*Region pointing data*:
━━━━━━

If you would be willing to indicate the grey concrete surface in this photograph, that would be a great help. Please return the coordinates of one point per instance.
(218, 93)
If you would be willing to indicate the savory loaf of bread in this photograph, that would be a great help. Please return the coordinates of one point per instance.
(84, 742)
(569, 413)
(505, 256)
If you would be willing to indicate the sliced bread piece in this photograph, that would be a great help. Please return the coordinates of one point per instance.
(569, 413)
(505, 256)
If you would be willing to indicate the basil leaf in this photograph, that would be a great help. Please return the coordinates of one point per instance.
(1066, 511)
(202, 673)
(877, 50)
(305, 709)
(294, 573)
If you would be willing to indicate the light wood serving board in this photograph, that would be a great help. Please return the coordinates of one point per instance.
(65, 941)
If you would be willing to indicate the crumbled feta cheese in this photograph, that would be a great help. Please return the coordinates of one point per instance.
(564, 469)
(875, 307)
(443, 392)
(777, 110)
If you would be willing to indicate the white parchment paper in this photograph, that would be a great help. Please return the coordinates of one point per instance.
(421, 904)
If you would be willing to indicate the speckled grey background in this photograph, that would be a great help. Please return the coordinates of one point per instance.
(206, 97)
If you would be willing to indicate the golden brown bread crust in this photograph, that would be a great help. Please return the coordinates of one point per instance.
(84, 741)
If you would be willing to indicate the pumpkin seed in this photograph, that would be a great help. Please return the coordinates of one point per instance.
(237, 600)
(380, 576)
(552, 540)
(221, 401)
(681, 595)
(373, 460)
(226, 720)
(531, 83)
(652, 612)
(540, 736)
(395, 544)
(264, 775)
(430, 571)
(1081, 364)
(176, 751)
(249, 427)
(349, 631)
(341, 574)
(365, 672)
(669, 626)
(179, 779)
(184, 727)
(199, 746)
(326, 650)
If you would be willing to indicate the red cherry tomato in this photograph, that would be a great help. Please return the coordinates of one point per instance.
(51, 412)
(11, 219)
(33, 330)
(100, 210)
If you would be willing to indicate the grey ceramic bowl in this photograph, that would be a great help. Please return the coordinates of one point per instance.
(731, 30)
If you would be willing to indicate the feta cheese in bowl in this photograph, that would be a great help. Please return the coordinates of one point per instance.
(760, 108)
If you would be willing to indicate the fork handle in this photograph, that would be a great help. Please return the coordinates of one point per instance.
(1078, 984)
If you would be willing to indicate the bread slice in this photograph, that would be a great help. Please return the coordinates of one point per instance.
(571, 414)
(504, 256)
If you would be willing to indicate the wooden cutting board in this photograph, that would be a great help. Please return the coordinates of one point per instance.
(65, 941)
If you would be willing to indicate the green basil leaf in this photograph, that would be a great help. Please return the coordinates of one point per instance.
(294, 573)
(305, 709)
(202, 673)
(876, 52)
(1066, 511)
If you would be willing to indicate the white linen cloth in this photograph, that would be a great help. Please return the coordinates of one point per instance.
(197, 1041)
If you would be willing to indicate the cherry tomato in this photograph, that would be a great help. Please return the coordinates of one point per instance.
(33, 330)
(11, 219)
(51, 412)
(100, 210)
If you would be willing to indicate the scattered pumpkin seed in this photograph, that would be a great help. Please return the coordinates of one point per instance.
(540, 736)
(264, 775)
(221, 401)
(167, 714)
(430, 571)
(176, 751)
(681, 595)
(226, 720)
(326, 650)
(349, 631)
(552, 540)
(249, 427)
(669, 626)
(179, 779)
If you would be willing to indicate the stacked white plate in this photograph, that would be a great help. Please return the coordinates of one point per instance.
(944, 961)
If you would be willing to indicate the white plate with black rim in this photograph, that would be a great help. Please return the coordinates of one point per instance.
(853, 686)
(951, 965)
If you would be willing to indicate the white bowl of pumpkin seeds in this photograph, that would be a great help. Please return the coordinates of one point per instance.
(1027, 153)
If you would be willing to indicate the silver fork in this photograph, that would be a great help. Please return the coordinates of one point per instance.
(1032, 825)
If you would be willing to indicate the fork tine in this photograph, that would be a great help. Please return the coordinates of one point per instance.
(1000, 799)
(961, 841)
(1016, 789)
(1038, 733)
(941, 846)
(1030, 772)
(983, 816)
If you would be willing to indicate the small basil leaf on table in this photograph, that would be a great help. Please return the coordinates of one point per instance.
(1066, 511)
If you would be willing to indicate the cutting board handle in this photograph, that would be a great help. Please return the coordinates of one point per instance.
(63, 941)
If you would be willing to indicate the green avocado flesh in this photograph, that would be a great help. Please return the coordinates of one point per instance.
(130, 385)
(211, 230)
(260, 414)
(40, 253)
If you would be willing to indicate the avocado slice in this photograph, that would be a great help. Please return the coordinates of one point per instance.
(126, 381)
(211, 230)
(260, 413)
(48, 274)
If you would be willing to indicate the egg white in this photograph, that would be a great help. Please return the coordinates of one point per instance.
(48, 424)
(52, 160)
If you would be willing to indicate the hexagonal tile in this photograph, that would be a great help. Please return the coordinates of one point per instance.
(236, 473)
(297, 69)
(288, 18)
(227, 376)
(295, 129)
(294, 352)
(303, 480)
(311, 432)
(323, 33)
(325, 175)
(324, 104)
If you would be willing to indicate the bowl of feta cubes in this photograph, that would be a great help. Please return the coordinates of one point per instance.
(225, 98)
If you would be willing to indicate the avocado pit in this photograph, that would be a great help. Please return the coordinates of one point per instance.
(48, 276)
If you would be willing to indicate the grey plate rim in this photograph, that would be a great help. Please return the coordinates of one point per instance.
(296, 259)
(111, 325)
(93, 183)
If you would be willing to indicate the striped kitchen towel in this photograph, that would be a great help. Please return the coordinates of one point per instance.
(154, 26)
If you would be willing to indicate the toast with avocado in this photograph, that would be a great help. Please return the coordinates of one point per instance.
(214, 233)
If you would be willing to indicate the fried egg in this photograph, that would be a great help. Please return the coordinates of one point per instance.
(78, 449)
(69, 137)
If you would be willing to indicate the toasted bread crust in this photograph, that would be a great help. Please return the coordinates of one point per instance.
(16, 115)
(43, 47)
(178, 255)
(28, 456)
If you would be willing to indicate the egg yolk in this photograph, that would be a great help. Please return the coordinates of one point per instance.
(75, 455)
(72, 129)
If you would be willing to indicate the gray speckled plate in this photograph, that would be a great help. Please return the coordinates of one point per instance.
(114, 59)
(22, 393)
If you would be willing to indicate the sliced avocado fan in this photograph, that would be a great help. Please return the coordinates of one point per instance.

━━━━━━

*Task objective*:
Starting at the line in the records above that contains "If you would be willing to indicate the gray", output every line up to and including the last one, with nothing added.

*Response box*:
If you would be willing to indicate the gray speckled plate in this photograph, that would be a great help. Please return the coordinates of one point per instance.
(114, 59)
(22, 393)
If you would be willing to indicate the sliced avocado fan in this photograph, that would be a great help. Please return the coordinates of one point per instance.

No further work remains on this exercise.